**** MATERIALS PROVIDED

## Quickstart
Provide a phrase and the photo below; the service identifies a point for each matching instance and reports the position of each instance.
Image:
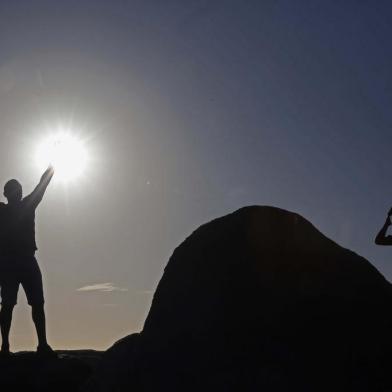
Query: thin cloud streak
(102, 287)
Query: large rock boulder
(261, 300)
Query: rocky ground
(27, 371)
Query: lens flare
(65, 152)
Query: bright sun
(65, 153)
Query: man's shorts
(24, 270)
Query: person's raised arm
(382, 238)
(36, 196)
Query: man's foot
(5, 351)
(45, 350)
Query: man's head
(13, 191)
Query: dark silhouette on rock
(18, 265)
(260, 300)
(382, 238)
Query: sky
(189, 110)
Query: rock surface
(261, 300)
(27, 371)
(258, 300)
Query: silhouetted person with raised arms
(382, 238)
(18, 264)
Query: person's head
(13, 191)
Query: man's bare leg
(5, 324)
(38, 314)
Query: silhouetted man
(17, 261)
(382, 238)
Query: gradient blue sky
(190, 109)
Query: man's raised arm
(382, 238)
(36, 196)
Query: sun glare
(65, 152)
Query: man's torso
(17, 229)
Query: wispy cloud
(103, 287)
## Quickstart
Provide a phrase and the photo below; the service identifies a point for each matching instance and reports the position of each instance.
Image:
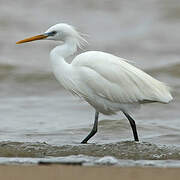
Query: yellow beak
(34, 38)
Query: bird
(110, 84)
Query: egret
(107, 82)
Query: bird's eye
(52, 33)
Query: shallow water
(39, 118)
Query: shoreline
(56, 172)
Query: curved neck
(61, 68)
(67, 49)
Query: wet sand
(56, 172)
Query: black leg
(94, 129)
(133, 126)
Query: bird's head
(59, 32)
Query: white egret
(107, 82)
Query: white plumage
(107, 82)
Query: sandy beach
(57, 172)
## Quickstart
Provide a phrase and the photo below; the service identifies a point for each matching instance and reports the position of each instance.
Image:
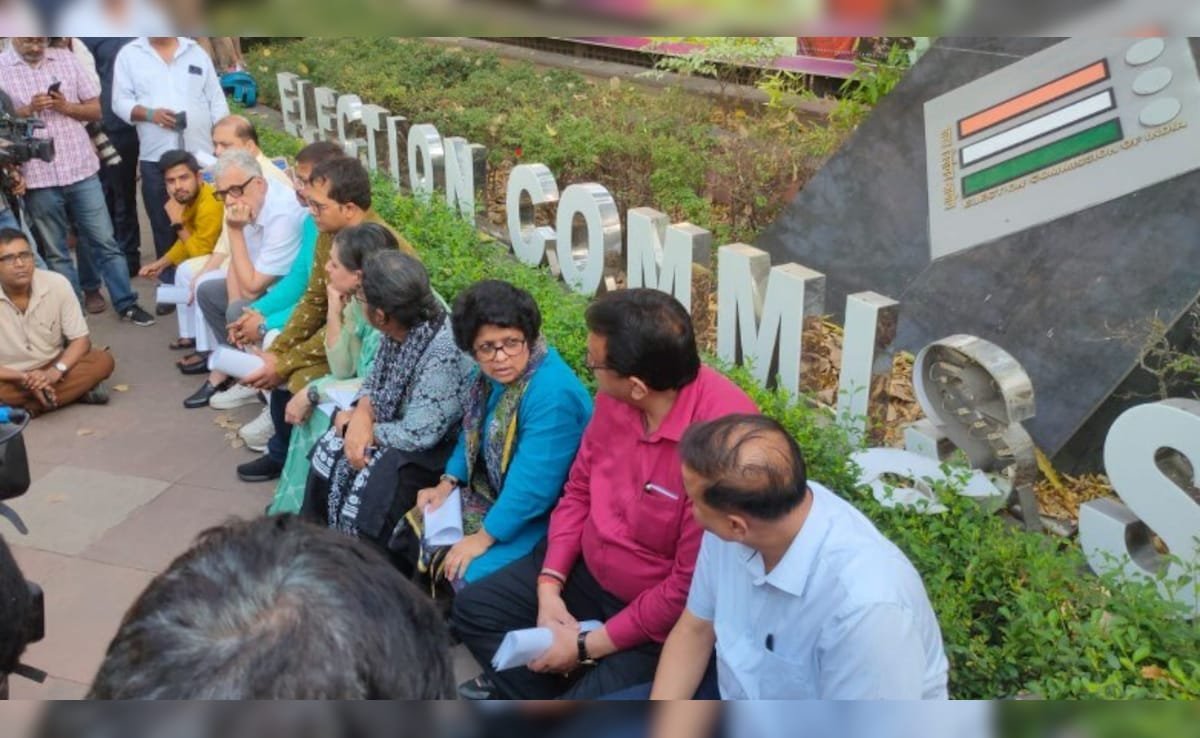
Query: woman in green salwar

********

Output every entry above verbatim, but leave out the pictures.

• [SOLUTION FOR THIS PROBLEM]:
## Quickstart
Provide a phrase and the photo below; the service identifies a point for each matching instance and reports the position of each instance.
Image:
Query: thin cloud streak
(102, 287)
Query: large rock boulder
(261, 300)
Query: rocky ground
(27, 371)
Query: lens flare
(65, 152)
Query: bright sun
(65, 153)
Query: man's shorts
(24, 270)
Query: person's raised arm
(382, 238)
(36, 196)
Query: man's foot
(5, 351)
(45, 350)
Query: man's head
(13, 191)
Query: dark silhouette on rock
(18, 265)
(260, 300)
(382, 238)
Query: sky
(189, 110)
Query: rock surface
(261, 300)
(27, 371)
(258, 300)
Query: silhouetted person with raised arms
(382, 238)
(18, 264)
Query: person's head
(13, 191)
Query: man's bare leg
(5, 324)
(38, 314)
Query: silhouetted man
(17, 261)
(382, 238)
Query: gradient blue sky
(190, 109)
Query: man's raised arm
(382, 238)
(36, 196)
Query: sun glare
(65, 152)
Query: man's torso
(17, 229)
Query: wispy cloud
(103, 287)
## Quickstart
Provide a phrase and the photo below; the service identifies a point for each matching instance and reports the position of each instance.
Image:
Query: yellow beak
(34, 38)
Query: bird
(110, 84)
Query: egret
(107, 82)
Query: bird's eye
(52, 33)
Query: shallow water
(39, 118)
Query: shoreline
(56, 172)
Query: curved neck
(61, 68)
(67, 49)
Query: wet sand
(56, 172)
Query: black leg
(94, 129)
(133, 126)
Query: bird's head
(59, 32)
Query: white egret
(107, 82)
Query: white plumage
(107, 82)
Query: sandy beach
(57, 172)
## Quickstart
Provide a phrase and the photo below; the service identifies a point for each matching instance and reports the position of each instance.
Image:
Query: woman in green salwar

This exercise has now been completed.